EXERCISE DESCRIPTION:
Render the lines below, from the line containing "Reviewer note: every instance of the white beach" through the end of the items, as a JSON list of strings with one string per line and blank lines left out.
_ _ _ _
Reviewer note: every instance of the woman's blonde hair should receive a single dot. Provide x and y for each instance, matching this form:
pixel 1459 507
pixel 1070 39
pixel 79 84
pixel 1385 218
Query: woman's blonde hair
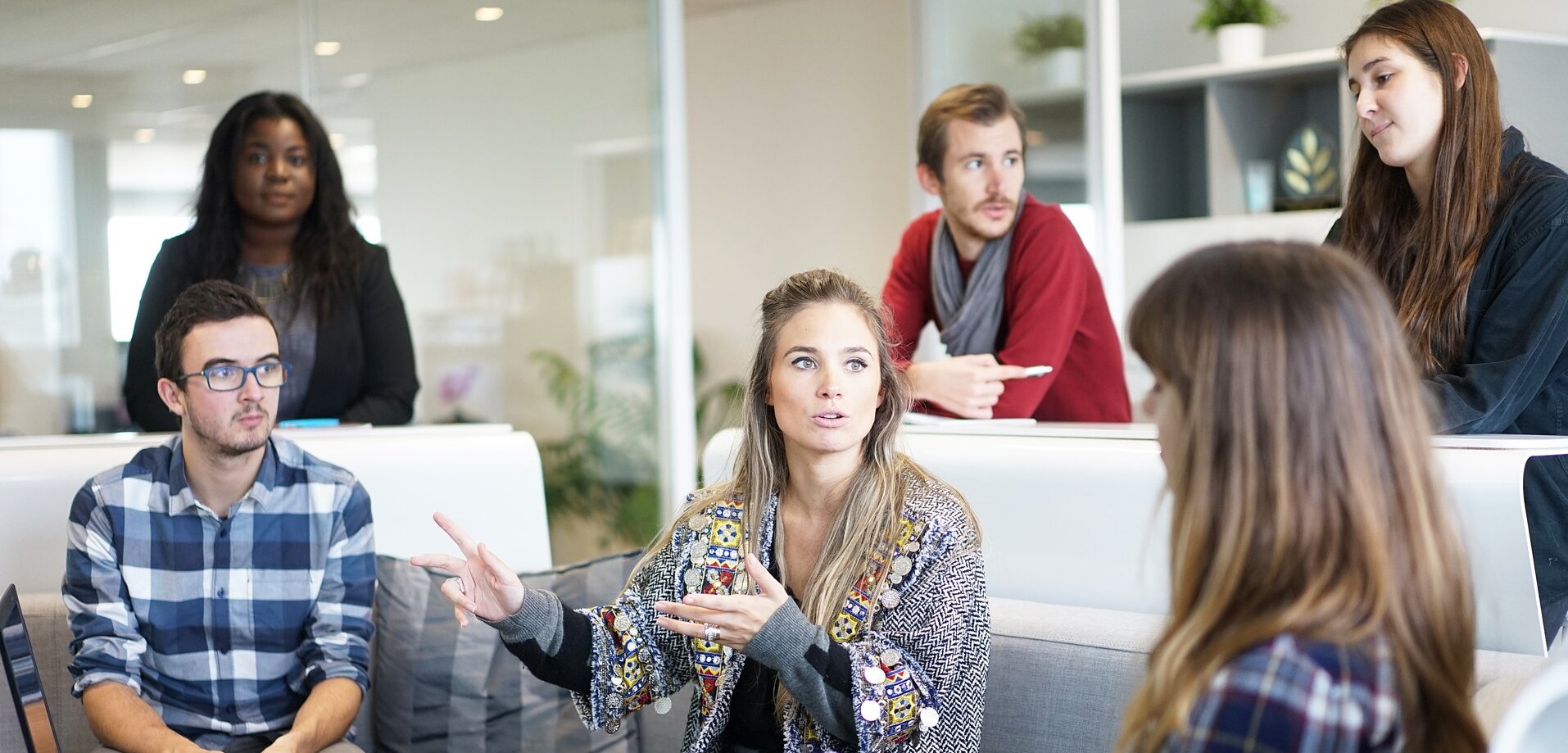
pixel 874 497
pixel 1297 446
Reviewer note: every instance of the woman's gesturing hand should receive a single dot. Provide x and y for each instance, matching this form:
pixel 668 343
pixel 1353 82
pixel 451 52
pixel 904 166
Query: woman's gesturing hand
pixel 483 584
pixel 736 619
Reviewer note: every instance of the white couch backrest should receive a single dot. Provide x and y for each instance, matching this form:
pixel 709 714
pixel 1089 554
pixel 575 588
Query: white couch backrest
pixel 1073 515
pixel 487 477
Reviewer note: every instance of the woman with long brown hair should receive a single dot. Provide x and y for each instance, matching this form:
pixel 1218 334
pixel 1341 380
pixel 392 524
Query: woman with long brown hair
pixel 1321 597
pixel 830 597
pixel 1468 231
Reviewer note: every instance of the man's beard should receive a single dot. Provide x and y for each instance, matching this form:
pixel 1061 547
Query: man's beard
pixel 242 444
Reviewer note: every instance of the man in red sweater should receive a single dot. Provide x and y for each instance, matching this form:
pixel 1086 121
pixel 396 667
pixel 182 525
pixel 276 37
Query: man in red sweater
pixel 1005 278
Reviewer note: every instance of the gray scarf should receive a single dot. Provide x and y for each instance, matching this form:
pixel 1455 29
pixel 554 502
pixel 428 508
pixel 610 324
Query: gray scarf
pixel 971 314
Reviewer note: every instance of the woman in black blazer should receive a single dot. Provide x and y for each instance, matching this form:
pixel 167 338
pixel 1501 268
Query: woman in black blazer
pixel 273 217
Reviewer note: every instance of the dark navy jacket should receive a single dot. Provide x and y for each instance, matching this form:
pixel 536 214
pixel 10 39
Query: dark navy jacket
pixel 1513 374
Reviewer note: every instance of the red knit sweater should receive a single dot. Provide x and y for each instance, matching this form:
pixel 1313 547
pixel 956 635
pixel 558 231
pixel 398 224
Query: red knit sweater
pixel 1053 312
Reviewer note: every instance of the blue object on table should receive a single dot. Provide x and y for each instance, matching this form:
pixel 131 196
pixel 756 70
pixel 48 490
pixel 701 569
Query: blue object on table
pixel 306 422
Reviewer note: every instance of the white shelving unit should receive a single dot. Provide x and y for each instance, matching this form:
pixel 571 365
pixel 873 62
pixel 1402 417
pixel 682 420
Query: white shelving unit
pixel 1187 132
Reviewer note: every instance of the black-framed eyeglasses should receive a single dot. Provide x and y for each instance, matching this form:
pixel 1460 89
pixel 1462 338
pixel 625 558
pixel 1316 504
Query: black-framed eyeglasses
pixel 231 377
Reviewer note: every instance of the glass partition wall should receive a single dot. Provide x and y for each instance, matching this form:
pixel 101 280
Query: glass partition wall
pixel 509 156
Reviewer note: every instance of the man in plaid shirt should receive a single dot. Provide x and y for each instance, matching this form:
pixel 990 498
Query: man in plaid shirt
pixel 220 584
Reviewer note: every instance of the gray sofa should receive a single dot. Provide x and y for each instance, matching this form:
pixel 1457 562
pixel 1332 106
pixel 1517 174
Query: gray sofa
pixel 1058 681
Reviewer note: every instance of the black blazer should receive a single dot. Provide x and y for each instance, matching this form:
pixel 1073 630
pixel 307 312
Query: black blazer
pixel 365 356
pixel 1512 377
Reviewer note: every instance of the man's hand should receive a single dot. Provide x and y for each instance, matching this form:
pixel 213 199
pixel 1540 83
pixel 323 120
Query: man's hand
pixel 966 386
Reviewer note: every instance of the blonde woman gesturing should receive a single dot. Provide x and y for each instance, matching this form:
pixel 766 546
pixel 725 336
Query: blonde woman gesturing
pixel 830 598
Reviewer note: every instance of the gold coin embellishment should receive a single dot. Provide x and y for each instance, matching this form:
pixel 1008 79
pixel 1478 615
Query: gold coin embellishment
pixel 871 711
pixel 902 565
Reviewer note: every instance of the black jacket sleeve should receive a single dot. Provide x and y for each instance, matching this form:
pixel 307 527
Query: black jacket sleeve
pixel 387 383
pixel 170 275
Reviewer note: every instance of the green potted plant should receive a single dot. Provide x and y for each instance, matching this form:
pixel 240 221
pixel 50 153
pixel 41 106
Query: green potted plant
pixel 1054 44
pixel 1239 27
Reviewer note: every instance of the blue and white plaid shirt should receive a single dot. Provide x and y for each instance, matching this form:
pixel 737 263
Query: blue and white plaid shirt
pixel 223 624
pixel 1289 696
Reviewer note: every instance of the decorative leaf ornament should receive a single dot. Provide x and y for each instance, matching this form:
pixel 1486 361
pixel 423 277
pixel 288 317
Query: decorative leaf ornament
pixel 1308 168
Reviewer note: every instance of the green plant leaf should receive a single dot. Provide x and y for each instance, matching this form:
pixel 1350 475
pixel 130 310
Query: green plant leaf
pixel 1321 161
pixel 1297 183
pixel 1297 161
pixel 1324 183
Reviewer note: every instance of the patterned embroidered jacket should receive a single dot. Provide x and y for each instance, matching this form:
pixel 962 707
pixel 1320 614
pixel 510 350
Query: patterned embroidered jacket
pixel 918 629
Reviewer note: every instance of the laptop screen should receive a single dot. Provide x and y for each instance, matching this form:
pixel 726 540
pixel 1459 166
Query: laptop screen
pixel 20 672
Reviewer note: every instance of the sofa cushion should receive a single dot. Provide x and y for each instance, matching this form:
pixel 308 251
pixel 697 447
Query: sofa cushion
pixel 1062 675
pixel 439 687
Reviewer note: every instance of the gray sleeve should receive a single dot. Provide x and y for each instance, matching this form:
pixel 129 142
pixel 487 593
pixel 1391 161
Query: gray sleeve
pixel 802 653
pixel 540 620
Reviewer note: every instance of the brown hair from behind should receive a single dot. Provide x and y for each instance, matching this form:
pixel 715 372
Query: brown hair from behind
pixel 1297 447
pixel 976 102
pixel 214 300
pixel 1425 253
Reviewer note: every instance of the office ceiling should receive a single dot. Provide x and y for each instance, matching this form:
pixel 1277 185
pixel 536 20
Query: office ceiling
pixel 130 54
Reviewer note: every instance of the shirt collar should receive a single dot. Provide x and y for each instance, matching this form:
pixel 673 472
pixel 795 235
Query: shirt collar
pixel 181 496
pixel 1512 145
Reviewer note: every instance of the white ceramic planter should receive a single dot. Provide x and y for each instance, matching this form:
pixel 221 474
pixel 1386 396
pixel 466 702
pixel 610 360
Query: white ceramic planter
pixel 1240 43
pixel 1063 68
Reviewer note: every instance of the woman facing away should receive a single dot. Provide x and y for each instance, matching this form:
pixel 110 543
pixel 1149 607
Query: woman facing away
pixel 1321 597
pixel 827 598
pixel 1468 231
pixel 272 215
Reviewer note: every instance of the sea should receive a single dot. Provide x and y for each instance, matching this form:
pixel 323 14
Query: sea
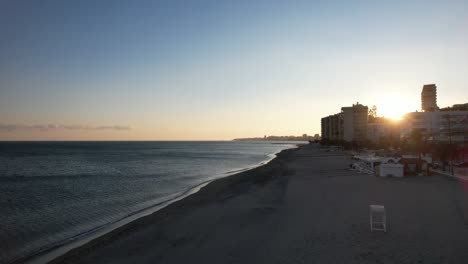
pixel 55 193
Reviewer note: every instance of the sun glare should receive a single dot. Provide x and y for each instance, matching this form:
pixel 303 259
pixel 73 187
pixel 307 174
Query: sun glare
pixel 393 106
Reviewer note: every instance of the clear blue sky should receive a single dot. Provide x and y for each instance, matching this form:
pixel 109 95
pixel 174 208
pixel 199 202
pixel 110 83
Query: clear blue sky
pixel 220 69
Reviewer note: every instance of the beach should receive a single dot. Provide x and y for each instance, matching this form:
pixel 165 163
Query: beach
pixel 305 206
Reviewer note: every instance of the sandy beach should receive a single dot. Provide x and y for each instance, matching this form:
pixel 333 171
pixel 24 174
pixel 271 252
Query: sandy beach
pixel 303 207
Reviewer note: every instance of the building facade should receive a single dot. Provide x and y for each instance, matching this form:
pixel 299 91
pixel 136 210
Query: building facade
pixel 437 126
pixel 355 120
pixel 349 125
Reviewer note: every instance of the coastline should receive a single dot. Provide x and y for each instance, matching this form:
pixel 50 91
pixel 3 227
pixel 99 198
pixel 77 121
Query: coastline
pixel 56 252
pixel 305 206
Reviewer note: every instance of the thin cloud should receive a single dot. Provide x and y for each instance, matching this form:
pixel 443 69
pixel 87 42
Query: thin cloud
pixel 53 127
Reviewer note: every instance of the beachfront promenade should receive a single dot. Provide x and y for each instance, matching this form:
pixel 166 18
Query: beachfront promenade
pixel 304 207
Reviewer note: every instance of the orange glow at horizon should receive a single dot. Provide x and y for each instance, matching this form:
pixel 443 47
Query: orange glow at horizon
pixel 394 106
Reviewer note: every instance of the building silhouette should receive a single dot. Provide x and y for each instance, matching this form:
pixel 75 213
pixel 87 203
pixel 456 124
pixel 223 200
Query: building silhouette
pixel 429 98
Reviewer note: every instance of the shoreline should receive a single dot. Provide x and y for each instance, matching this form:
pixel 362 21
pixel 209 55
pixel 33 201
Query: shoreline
pixel 305 206
pixel 49 255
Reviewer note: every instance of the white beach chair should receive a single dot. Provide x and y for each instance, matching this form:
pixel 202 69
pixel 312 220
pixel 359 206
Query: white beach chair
pixel 378 218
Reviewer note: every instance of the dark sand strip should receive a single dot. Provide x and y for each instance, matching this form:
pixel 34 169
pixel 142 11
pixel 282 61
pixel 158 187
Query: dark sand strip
pixel 303 207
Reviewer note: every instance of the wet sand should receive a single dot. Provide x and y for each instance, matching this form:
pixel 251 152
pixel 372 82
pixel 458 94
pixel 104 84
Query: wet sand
pixel 303 207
_ _ _ _
EXERCISE RESULT:
[
  "Reviewer note: every instance of the white beach chair should receive a single dot. Provide x and y for each instance, matching this form:",
  "pixel 202 69",
  "pixel 312 220",
  "pixel 359 206",
  "Query: white beach chair",
  "pixel 378 218",
  "Reviewer note: every instance of the dark sand strip should receive a single dot. Provide x and y for each instance, matching this form:",
  "pixel 34 169",
  "pixel 142 11",
  "pixel 282 61",
  "pixel 158 187",
  "Query: dark sand strip",
  "pixel 303 207",
  "Reviewer note: every instance of the wet sand should receive a single dot. Provide x and y for each instance, matching this form:",
  "pixel 251 152",
  "pixel 372 82",
  "pixel 458 94",
  "pixel 104 84",
  "Query: wet sand",
  "pixel 303 207"
]